▸ Text section
◇ ◇ ◇ ◇

1 files changed, 127 insertions, 72 deletions
diff --git a/fs/xfs/xfs_fsops.c b/fs/xfs/xfs_fsops.c
index a2a407039227..b33c894b6cf3 100644
--- a/fs/xfs/xfs_fsops.c
+++ b/fs/xfs/xfs_fsops.c
@@ -21,6 +21,64 @@
 #include "xfs_ag_resv.h"
 
 /*
+ * Write new AG headers to disk. Non-transactional, but need to be
+ * written and completed prior to the growfs transaction being logged.
+ * To do this, we use a delayed write buffer list and wait for
+ * submission and IO completion of the list as a whole. This allows the
+ * IO subsystem to merge all the AG headers in a single AG into a single
+ * IO and hide most of the latency of the IO from us.
+ *
+ * This also means that if we get an error whilst building the buffer
+ * list to write, we can cancel the entire list without having written
+ * anything.
+ */
+static int
+xfs_resizefs_init_new_ags(
+	struct xfs_trans	*tp,
+	struct aghdr_init_data	*id,
+	xfs_agnumber_t		oagcount,
+	xfs_agnumber_t		nagcount,
+	xfs_rfsblock_t		delta,
+	bool			*lastag_extended)

◇ ◇ ◇ ◇

▸ Supplied material
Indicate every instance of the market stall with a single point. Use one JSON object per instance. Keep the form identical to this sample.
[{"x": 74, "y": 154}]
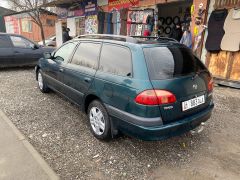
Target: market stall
[{"x": 223, "y": 43}]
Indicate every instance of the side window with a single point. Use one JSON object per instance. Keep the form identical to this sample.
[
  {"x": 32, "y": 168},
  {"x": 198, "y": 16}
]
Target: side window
[
  {"x": 21, "y": 42},
  {"x": 64, "y": 52},
  {"x": 87, "y": 55},
  {"x": 116, "y": 60},
  {"x": 4, "y": 42}
]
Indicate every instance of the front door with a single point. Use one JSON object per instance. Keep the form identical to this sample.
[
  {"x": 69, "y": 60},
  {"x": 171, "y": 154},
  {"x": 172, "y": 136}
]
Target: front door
[
  {"x": 6, "y": 51},
  {"x": 79, "y": 73}
]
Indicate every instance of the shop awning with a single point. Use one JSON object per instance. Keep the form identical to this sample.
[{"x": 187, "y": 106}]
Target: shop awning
[{"x": 61, "y": 3}]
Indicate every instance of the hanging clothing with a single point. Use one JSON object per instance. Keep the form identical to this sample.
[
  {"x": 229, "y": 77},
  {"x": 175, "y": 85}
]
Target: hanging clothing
[
  {"x": 215, "y": 30},
  {"x": 118, "y": 23},
  {"x": 123, "y": 17},
  {"x": 109, "y": 24},
  {"x": 187, "y": 39},
  {"x": 176, "y": 33},
  {"x": 231, "y": 38},
  {"x": 105, "y": 23},
  {"x": 114, "y": 21},
  {"x": 150, "y": 22},
  {"x": 101, "y": 18}
]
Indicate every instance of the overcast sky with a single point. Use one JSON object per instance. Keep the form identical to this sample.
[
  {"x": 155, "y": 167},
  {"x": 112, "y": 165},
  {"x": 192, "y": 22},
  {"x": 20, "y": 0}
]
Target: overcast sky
[{"x": 4, "y": 3}]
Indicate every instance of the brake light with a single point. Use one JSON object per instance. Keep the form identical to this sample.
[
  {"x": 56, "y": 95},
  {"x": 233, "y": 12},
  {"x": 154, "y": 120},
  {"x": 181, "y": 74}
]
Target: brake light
[
  {"x": 210, "y": 85},
  {"x": 155, "y": 97}
]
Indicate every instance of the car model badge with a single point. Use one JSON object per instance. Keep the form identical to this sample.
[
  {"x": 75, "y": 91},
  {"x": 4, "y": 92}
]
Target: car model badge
[{"x": 195, "y": 86}]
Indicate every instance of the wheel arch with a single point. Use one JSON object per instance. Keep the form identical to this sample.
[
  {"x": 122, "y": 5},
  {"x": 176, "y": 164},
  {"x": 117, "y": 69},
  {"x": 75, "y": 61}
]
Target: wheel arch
[{"x": 88, "y": 99}]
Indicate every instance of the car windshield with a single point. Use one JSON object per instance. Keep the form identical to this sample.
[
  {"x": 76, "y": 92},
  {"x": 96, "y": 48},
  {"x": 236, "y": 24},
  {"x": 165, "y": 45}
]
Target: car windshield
[{"x": 168, "y": 62}]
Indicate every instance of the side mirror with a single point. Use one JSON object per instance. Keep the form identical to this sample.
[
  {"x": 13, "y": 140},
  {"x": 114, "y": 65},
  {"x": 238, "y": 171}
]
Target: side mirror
[
  {"x": 47, "y": 55},
  {"x": 35, "y": 46}
]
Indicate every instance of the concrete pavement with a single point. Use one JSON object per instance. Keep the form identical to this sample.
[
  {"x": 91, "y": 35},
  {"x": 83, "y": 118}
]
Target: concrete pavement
[{"x": 18, "y": 159}]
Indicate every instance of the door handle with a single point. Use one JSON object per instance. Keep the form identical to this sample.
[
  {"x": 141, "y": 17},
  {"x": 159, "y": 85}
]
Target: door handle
[{"x": 87, "y": 80}]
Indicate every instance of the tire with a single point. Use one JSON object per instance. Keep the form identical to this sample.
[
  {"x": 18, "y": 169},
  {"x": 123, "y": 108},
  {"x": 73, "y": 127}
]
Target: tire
[
  {"x": 41, "y": 84},
  {"x": 99, "y": 121}
]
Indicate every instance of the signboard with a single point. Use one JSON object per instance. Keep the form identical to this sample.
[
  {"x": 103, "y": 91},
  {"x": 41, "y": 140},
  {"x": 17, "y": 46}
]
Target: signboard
[
  {"x": 83, "y": 8},
  {"x": 118, "y": 4},
  {"x": 102, "y": 2},
  {"x": 12, "y": 24},
  {"x": 62, "y": 13},
  {"x": 91, "y": 7}
]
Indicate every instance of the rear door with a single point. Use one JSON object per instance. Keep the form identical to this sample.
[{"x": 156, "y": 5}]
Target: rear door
[
  {"x": 175, "y": 69},
  {"x": 6, "y": 51},
  {"x": 54, "y": 69},
  {"x": 79, "y": 73},
  {"x": 24, "y": 51}
]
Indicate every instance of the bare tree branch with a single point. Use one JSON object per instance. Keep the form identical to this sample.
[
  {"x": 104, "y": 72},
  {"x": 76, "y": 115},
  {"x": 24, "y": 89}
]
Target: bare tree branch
[{"x": 32, "y": 8}]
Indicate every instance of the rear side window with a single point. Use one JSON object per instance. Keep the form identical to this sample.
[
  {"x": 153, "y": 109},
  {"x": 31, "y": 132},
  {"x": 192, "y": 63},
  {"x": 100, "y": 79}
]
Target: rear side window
[
  {"x": 64, "y": 53},
  {"x": 87, "y": 55},
  {"x": 116, "y": 60},
  {"x": 4, "y": 42},
  {"x": 20, "y": 42},
  {"x": 169, "y": 62}
]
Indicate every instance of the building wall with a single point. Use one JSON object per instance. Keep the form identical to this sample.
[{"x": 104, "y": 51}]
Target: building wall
[{"x": 35, "y": 35}]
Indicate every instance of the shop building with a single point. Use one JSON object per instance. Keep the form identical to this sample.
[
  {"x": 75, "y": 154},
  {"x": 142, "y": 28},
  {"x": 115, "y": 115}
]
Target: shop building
[
  {"x": 221, "y": 49},
  {"x": 128, "y": 17}
]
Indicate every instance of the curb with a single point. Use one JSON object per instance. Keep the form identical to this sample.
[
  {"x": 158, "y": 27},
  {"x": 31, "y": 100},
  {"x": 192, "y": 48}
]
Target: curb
[{"x": 42, "y": 163}]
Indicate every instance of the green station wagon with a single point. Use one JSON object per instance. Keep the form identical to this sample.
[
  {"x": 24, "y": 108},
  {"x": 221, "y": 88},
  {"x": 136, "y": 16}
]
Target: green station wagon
[{"x": 151, "y": 90}]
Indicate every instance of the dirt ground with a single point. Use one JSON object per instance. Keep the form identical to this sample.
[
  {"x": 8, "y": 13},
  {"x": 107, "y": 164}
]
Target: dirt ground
[{"x": 59, "y": 131}]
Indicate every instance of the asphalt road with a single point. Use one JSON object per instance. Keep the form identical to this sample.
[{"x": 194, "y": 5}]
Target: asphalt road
[{"x": 60, "y": 132}]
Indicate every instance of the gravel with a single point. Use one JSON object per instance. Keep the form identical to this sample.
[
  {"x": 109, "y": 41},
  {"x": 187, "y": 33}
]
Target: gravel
[{"x": 60, "y": 132}]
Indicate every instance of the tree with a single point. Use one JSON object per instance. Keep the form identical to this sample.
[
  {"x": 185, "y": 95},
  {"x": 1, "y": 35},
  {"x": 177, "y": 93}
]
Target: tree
[{"x": 34, "y": 9}]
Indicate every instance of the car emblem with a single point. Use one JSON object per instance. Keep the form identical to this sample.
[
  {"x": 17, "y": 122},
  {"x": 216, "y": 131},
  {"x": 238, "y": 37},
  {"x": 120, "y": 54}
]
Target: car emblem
[{"x": 195, "y": 86}]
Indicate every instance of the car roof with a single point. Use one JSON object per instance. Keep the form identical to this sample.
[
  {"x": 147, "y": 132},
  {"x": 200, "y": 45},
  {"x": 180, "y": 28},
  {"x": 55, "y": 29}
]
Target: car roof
[{"x": 138, "y": 40}]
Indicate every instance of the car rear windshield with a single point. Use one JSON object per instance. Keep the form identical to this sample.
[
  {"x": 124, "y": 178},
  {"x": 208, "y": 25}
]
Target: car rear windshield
[{"x": 168, "y": 62}]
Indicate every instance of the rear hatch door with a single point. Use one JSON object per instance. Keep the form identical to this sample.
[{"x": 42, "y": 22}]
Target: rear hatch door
[{"x": 174, "y": 68}]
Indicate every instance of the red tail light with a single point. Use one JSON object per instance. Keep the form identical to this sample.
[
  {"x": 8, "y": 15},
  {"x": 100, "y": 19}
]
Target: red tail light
[
  {"x": 210, "y": 85},
  {"x": 155, "y": 97}
]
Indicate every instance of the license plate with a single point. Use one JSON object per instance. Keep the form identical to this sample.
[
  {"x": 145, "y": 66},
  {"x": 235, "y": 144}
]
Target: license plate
[{"x": 193, "y": 103}]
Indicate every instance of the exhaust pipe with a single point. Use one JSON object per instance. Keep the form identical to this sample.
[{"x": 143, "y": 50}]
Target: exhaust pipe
[{"x": 198, "y": 129}]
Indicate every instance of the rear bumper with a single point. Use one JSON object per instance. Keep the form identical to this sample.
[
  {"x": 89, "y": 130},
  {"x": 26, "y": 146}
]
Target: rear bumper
[{"x": 160, "y": 132}]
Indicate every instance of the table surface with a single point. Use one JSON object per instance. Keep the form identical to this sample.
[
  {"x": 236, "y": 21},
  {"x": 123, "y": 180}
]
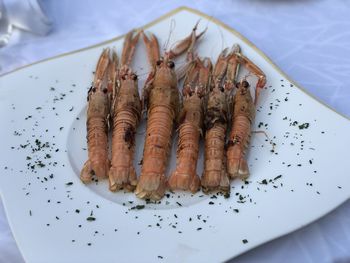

◇ ◇ ◇ ◇

▸ Requirements
[1] Can you set down the part of the xfs_fsops.c diff that opens with the words containing "1 files changed, 127" and closes with "transaction being logged."?
[2] Answer these about the xfs_fsops.c diff:
(a) How many insertions does it report?
(b) What is the name of the static function it adds?
(c) According to its comment, what kind of buffer list is used to write the new AG headers?
[3] How would the xfs_fsops.c diff go on from the point where it stops? Write the next part.
You won't need the rows for any of this.

▸ In response
[1]
1 files changed, 127 insertions, 72 deletions
diff --git a/fs/xfs/xfs_fsops.c b/fs/xfs/xfs_fsops.c
index a2a407039227..b33c894b6cf3 100644
--- a/fs/xfs/xfs_fsops.c
+++ b/fs/xfs/xfs_fsops.c
@@ -21,6 +21,64 @@
 #include "xfs_ag_resv.h"
 
 /*
+ * Write new AG headers to disk. Non-transactional, but need to be
+ * written and completed prior to the growfs transaction being logged.

[2]
(a) 127
(b) xfs_resizefs_init_new_ags
(c) A delayed write buffer list

[3]
+{
+	struct xfs_mount	*mp = tp->t_mountp;
+	xfs_rfsblock_t		nb = mp->m_sb.sb_dblocks + delta;
+	int			error;
+
+	*lastag_extended = false;
+
+	INIT_LIST_HEAD(&id->buffer_list);
+	for (id->agno = nagcount - 1;
+	     id->agno >= oagcount;
+	     id->agno--, delta -= id->agsize) {
+
+		if (id->agno == nagcount - 1)
+			id->agsize = nb - (id->agno *
+					(xfs_rfsblock_t)mp->m_sb.sb_agblocks);
+		else
+			id->agsize = mp->m_sb.sb_agblocks;
+
+		error = xfs_ag_init_headers(mp, id);
+		if (error) {
+			xfs_buf_delwri_cancel(&id->buffer_list);
+			return error;
+		}
+	}
+
+	error = xfs_buf_delwri_submit(&id->buffer_list);
+	if (error)
+		return error;
+
+	xfs_trans_agblocks_delta(tp, id->nfree);
+
+	if (delta) {
+		*lastag_extended = true;
+		error = xfs_ag_extend_space(mp, tp, id, delta);
+	}
+	return error;
+}
+
+/*
  * growfs operations
  */
 static int
@@ -33,22 +91,25 @@ xfs_growfs_data_private(
 	xfs_agnumber_t		nagcount;
 	xfs_agnumber_t		nagimax = 0;
 	xfs_rfsblock_t		nb, nb_div, nb_mod;
-	xfs_rfsblock_t		delta;
+	int64_t			delta;
+	bool			lastag_extended;
 	xfs_agnumber_t		oagcount;
 	struct xfs_trans	*tp;
 	struct aghdr_init_data	id = {};
 
 	nb = in->newblocks;
-	if (nb < mp->m_sb.sb_dblocks)
-		return -EINVAL;
-	if ((error = xfs_sb_validate_fsb_count(&mp->m_sb, nb)))
+	error = xfs_sb_validate_fsb_count(&mp->m_sb, nb);
+	if (error)
 		return error;
-	error = xfs_buf_read_uncached(mp->m_ddev_targp,
+
+	if (nb > mp->m_sb.sb_dblocks) {
+		error = xfs_buf_read_uncached(mp->m_ddev_targp,
 				XFS_FSB_TO_BB(mp, nb) - XFS_FSS_TO_BB(mp, 1),
 				XFS_FSS_TO_BB(mp, 1), 0, &bp, NULL);
-	if (error)
-		return error;
-	xfs_buf_relse(bp);
+		if (error)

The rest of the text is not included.